### TUGAS A
Terjemahkan kalimat "Pemerintah Gorontalo Utara saat ini tengah menghadapi gelombang persoalan yang cukup besar menjelang akhir tahun." dari teks bacaan ke dalam bahasa Inggris.

----- TEKS BACAAN

PROSESNEWS.ID – Kasus dugaan pelecehan dan persetubuhan yang melibatkan MAR, seorang ASN lulusan Institut Pemerintahan Dalam Negeri (IPDN), terhadap anak di bawah umur yang masih duduk di bangku SMK, kembali menambah daftar kasus besar di lingkungan pemerintahan Gorontalo Utara.
Meski berbeda jenisnya dengan kasus-kasus lain seperti korupsi, keterlibatan seorang ASN pada lembaga pemerintah membuat kasus ini mendapatkan perhatian publik. Peristiwa tersebut terungkap setelah ibu korban memberikan keterangan kepada awak media pada 7 November.
Hingga kini, kasus tersebut telah ditangani oleh Polda Gorontalo. Meskipun belum ada keputusan mengenai benar atau tidaknya dugaan tersebut, kasus ini tetap menjadi sorotan dan menjadi peringatan bagi semua pihak.
Pemerintah Gorontalo Utara saat ini tengah menghadapi gelombang persoalan yang cukup besar menjelang akhir tahun. Hal tersebut disebabkan oleh sejumlah kasus dan dugaan penyimpangan yang mulai terungkap di lingkungan pemerintahan. Salah satunya adalah kasus dua mantan direktur Perusahaan Umum Daerah Air Minum (PDAM) Tirta Gerbang Emas Kabupaten Gorontalo Utara yang telah ditetapkan sebagai tersangka oleh Kejaksaan Negeri terkait korupsi dana penyertaan modal dari Kementerian Pekerjaan Umum dan Perumahan Rakyat (PUPR) dengan kerugian negara mencapai Rp1,6 miliar.
Selain itu, terdapat beberapa kasus lain yang kini sedang dalam pendalaman Kejaksaan Negeri (Kejari) Gorontalo Utara, di antaranya:
1. Dugaan Korupsi di BKAD Gorontalo Utara
Badan Kerja Sama Antar Desa (BKAD) Gorontalo Utara diduga terlibat tindak pidana korupsi melalui kegiatan bimbingan teknis (bimtek) dan pelatihan sejak tahun 2023 hingga 2024. Dugaan ini muncul setelah sejumlah kepala desa dan pendamping desa melaporkan kejanggalan kepada Kejari Gorontalo Utara.

----------
----- DAFTAR ENTRI

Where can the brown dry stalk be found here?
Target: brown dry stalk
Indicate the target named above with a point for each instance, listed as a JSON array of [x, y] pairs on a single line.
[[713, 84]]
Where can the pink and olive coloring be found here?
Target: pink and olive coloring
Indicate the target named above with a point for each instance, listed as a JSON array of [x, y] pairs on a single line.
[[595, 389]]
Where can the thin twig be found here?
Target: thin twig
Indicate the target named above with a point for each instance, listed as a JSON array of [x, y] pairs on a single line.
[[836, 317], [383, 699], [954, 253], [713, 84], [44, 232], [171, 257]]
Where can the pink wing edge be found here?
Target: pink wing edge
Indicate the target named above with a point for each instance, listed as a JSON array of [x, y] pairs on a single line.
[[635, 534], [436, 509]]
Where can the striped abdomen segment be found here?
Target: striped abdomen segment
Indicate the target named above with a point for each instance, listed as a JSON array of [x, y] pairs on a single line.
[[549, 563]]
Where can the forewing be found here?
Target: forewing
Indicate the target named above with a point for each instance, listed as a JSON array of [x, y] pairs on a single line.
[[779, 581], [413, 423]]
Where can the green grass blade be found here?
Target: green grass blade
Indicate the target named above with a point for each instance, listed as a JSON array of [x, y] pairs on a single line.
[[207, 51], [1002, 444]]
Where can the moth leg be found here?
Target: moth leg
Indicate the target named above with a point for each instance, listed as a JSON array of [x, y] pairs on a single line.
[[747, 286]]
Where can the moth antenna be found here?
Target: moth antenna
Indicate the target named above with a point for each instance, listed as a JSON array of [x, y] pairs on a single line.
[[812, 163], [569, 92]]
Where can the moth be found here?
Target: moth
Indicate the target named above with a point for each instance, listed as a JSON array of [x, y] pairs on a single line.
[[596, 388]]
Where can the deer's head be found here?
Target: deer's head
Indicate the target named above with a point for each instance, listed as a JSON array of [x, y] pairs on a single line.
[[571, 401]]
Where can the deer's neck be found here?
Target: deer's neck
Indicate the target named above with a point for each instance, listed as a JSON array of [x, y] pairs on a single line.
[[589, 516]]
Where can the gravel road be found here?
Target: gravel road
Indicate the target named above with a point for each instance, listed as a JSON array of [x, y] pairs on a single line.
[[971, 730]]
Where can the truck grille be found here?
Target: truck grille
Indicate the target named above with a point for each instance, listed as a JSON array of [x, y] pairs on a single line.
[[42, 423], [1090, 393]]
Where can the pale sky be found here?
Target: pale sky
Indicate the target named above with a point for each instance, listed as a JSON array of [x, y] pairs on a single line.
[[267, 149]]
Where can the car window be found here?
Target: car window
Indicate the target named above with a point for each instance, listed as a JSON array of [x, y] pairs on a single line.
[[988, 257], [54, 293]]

----------

### TUGAS B
Tulis kembali baris-baris dalam daftar entri, dimulai dari awal daftar entri dan diakhiri pada baris yang memuat "[[812, 163], [569, 92]]". Kedua batas itu ikut disertakan.

### PENYELESAIAN A
The North Gorontalo government is currently facing a fairly large wave of problems ahead of the end of the year.

### PENYELESAIAN B
Where can the brown dry stalk be found here?
Target: brown dry stalk
Indicate the target named above with a point for each instance, listed as a JSON array of [x, y] pairs on a single line.
[[713, 84]]
Where can the pink and olive coloring be found here?
Target: pink and olive coloring
Indicate the target named above with a point for each instance, listed as a JSON array of [x, y] pairs on a single line.
[[595, 389]]
Where can the thin twig be found here?
Target: thin twig
Indicate the target named above with a point for each instance, listed as a JSON array of [x, y] pairs on a single line.
[[836, 317], [383, 699], [954, 253], [713, 84], [44, 232], [171, 257]]
Where can the pink wing edge be found here?
Target: pink wing edge
Indicate the target named above with a point for each instance, listed as a JSON array of [x, y] pairs on a single line.
[[635, 534], [436, 509]]
Where can the striped abdomen segment be found here?
Target: striped abdomen segment
Indicate the target named above with a point for each instance, listed as a JSON array of [x, y] pairs on a single line.
[[549, 563]]
Where can the forewing be found here?
Target: forewing
Indicate the target named above with a point for each instance, listed as a JSON array of [x, y] pairs on a single line.
[[779, 581], [413, 423]]
Where can the green grass blade be found here?
Target: green grass blade
Indicate the target named above with a point for each instance, listed as a JSON array of [x, y] pairs on a single line.
[[207, 51], [1002, 444]]
Where can the moth leg be found here?
Target: moth leg
Indicate the target named above with a point for each instance, listed as a JSON array of [x, y] pairs on a single line.
[[747, 286]]
Where can the moth antenna be found here?
Target: moth antenna
Indicate the target named above with a point for each instance, listed as a JSON array of [x, y] pairs on a single line.
[[812, 163], [569, 92]]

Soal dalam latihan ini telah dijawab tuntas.